* What to produce:
Write out both entries below line for line, changing nothing.

* Data for this exercise:
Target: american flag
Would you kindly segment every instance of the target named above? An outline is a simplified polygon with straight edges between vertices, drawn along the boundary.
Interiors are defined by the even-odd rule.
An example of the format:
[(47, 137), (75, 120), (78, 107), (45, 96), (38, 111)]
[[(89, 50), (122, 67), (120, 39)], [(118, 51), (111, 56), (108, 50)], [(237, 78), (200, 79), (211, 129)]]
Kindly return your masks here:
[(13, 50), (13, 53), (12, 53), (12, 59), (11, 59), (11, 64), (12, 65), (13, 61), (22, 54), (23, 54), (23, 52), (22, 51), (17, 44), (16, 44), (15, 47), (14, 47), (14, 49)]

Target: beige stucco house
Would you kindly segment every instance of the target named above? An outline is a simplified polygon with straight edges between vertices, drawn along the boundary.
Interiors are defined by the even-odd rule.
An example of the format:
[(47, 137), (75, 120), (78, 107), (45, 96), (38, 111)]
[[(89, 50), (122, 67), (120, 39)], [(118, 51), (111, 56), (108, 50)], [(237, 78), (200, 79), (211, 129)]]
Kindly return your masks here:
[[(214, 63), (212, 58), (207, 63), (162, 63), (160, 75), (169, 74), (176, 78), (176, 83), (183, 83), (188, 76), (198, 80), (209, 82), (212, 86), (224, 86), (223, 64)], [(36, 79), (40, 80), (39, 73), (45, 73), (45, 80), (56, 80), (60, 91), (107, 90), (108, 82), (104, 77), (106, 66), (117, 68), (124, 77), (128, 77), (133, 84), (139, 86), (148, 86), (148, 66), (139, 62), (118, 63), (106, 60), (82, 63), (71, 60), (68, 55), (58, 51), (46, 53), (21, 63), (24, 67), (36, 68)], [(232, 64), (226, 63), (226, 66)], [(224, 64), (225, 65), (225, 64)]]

* Full response:
Target: american flag
Would you kindly segment every instance of the target named above? An outline is a simplified polygon with straight edges between vertices, drawn along the boundary.
Interiors are defined by the even-odd rule.
An example of the format:
[(47, 137), (75, 120), (78, 107), (45, 96), (38, 111)]
[[(89, 50), (122, 67), (120, 39)], [(118, 51), (111, 56), (108, 50)], [(237, 78), (200, 79), (211, 129)]]
Kindly return your masks here:
[(13, 50), (13, 53), (12, 53), (12, 59), (11, 59), (11, 64), (12, 65), (13, 61), (22, 54), (23, 54), (23, 52), (22, 51), (17, 44), (16, 44), (15, 47), (14, 47), (14, 49)]

Target: beige stucco house
Would you kindly segment every instance of the target named above? An outline is a simplified polygon with straight edges between vertices, drawn along the boundary.
Interiors are defined by the even-odd rule.
An example of the format:
[(47, 137), (75, 120), (78, 107), (45, 96), (38, 111)]
[[(89, 50), (122, 67), (120, 39)], [(118, 51), (111, 56), (108, 50)], [(237, 78), (200, 79), (211, 129)]]
Kindly return your masks here:
[[(214, 63), (212, 58), (207, 63), (162, 63), (160, 75), (169, 74), (176, 78), (176, 83), (183, 83), (188, 76), (198, 80), (209, 82), (212, 86), (224, 86), (223, 64)], [(36, 79), (40, 80), (39, 73), (45, 73), (45, 80), (56, 80), (60, 91), (107, 90), (108, 82), (104, 77), (106, 66), (117, 68), (124, 77), (128, 77), (133, 84), (139, 86), (148, 86), (148, 66), (139, 62), (118, 63), (106, 60), (82, 63), (71, 60), (68, 55), (58, 51), (46, 53), (21, 63), (24, 67), (36, 68)], [(232, 64), (226, 63), (226, 66)], [(224, 64), (225, 65), (225, 64)]]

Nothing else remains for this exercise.